> [What the exercise asks]: Emit the line that holds "Target: animal fur pelt" and all lines following it through the end of the data, verbatim, and nothing else.

***** Materials provided

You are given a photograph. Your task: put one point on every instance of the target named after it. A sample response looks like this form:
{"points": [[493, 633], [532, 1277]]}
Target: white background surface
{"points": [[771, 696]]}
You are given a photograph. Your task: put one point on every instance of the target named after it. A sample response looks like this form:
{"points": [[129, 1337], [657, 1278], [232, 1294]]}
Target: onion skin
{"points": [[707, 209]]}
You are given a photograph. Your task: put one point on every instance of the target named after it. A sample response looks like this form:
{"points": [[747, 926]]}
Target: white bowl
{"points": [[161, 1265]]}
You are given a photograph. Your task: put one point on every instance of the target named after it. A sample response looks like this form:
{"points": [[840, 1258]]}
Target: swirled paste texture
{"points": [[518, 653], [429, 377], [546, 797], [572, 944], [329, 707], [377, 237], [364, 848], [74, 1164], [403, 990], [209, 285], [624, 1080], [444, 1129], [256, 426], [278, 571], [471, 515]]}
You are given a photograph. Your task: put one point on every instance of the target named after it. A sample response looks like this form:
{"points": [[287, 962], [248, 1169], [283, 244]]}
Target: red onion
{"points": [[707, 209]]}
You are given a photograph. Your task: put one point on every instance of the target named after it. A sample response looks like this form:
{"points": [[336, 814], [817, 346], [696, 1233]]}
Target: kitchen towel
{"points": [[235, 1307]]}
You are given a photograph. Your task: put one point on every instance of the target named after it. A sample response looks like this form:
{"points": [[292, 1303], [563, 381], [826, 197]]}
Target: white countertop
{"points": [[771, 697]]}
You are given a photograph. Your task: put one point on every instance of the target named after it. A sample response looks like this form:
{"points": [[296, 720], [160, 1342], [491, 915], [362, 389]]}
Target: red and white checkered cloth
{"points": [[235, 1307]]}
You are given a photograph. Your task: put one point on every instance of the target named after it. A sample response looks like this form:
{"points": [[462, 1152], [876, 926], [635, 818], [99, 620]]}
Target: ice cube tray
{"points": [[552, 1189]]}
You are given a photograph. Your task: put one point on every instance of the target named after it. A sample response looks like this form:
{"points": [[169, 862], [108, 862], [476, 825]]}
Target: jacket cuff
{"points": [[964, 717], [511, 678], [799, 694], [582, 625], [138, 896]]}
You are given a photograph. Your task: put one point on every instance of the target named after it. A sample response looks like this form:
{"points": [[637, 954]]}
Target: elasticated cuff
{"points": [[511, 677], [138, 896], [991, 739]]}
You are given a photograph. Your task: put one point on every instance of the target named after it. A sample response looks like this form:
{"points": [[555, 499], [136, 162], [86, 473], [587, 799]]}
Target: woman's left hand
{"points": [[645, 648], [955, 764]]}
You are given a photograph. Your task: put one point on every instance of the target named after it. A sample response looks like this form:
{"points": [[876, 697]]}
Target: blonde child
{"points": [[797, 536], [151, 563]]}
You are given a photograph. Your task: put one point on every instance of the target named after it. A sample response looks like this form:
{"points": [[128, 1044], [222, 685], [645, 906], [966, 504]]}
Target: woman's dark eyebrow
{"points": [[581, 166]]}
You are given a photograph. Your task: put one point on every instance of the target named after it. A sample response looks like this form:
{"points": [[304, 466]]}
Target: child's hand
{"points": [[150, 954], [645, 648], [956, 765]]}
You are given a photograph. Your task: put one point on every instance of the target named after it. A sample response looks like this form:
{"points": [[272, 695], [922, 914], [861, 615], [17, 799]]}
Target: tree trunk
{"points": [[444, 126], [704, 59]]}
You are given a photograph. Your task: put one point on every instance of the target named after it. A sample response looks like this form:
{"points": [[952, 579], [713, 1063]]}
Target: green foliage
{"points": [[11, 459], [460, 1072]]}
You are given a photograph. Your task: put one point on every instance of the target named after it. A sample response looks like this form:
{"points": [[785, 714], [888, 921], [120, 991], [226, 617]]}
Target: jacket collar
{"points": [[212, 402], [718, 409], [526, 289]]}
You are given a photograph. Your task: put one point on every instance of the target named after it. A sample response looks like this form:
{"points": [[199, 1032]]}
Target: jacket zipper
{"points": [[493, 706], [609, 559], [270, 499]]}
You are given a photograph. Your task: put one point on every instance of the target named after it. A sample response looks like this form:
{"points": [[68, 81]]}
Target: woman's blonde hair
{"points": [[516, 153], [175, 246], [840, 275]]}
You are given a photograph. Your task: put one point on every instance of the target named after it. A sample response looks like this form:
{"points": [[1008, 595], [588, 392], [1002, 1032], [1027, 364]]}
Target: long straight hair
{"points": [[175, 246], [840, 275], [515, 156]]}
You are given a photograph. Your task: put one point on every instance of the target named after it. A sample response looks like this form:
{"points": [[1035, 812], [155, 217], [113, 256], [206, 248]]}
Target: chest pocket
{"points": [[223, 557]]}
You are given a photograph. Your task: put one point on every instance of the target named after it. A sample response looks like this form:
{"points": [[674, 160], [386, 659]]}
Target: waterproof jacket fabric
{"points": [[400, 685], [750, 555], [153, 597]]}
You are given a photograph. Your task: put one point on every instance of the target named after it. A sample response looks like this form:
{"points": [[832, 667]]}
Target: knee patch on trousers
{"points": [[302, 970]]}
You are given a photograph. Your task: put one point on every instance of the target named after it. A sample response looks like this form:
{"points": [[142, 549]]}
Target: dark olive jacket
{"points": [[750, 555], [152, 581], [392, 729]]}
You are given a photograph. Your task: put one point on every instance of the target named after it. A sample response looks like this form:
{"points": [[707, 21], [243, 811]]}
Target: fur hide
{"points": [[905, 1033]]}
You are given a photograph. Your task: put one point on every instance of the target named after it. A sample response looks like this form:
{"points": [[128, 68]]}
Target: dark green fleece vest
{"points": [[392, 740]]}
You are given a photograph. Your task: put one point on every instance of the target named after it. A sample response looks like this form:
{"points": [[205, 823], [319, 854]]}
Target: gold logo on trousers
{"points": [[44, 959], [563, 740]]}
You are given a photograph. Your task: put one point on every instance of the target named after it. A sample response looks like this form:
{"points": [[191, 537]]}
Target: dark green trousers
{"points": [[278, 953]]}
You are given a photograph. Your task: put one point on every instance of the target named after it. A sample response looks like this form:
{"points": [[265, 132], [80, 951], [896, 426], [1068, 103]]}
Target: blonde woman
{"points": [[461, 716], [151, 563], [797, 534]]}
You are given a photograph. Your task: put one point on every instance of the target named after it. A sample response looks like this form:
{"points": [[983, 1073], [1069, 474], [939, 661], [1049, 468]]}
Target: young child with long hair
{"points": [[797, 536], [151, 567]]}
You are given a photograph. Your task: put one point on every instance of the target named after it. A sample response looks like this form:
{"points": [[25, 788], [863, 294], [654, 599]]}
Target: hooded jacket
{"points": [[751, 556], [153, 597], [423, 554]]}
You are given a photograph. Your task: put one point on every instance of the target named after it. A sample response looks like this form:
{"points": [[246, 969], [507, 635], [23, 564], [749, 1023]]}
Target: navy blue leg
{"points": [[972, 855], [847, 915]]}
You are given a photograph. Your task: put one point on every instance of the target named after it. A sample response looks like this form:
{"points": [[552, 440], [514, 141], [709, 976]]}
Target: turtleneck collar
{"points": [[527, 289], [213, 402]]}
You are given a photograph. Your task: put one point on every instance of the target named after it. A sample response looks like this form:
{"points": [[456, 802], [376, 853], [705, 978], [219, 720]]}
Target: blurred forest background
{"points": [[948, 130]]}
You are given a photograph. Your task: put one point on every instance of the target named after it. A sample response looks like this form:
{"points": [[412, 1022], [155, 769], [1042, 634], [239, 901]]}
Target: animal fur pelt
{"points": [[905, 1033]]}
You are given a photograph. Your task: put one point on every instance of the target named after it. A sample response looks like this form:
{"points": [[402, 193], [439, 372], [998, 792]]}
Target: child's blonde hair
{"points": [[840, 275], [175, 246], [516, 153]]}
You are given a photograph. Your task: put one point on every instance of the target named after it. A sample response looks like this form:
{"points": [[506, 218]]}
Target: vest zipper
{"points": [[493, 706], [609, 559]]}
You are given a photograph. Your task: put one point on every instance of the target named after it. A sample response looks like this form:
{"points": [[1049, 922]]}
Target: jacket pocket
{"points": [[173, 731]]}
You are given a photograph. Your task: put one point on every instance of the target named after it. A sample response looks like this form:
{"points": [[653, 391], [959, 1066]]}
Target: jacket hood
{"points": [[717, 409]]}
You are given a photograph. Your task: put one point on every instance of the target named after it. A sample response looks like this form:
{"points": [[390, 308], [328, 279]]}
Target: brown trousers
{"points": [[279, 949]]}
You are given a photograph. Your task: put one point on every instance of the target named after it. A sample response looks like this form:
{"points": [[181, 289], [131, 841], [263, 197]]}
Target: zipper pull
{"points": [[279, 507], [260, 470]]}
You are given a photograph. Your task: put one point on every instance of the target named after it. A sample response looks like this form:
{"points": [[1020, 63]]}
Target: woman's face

**********

> [Exercise response]:
Target: animal fur pelt
{"points": [[905, 1033]]}
You are given a photograph. Your task: put one point on every instance of the target named after it. A sample response looks like this form:
{"points": [[402, 193], [439, 372], [998, 792]]}
Target: child's blonde hair
{"points": [[840, 275], [175, 246], [516, 153]]}
You are given a photograph. Your task: put one point on every instance of the target named after it. A sample response looks like this form:
{"points": [[506, 218]]}
Target: vest zipper
{"points": [[493, 706], [609, 559]]}
You are given a photograph. Your task: put one point on every instance of the target named after it. A sample response looks like this form:
{"points": [[1049, 922]]}
Target: jacket pocket
{"points": [[173, 731]]}
You are given a photograph. Your task: put one point on every instance of the target named after it. A sample response looks like this form:
{"points": [[653, 391], [959, 1066]]}
Target: jacket hood
{"points": [[717, 409]]}
You are given a photograph. Your task: put one point on every instance of the target named after it. A sample response looks like this form:
{"points": [[390, 308], [328, 279]]}
Target: brown trousers
{"points": [[279, 949]]}
You are given a photograph. Your task: put one point on every instance of the target named after it. A sample response looks like this form:
{"points": [[181, 289], [131, 841], [263, 197]]}
Target: zipper pull
{"points": [[279, 507], [260, 470]]}
You are given a photograph. Your task: put one point on every instance of the target named after it. A sample response looks like this form:
{"points": [[1020, 63]]}
Target: woman's face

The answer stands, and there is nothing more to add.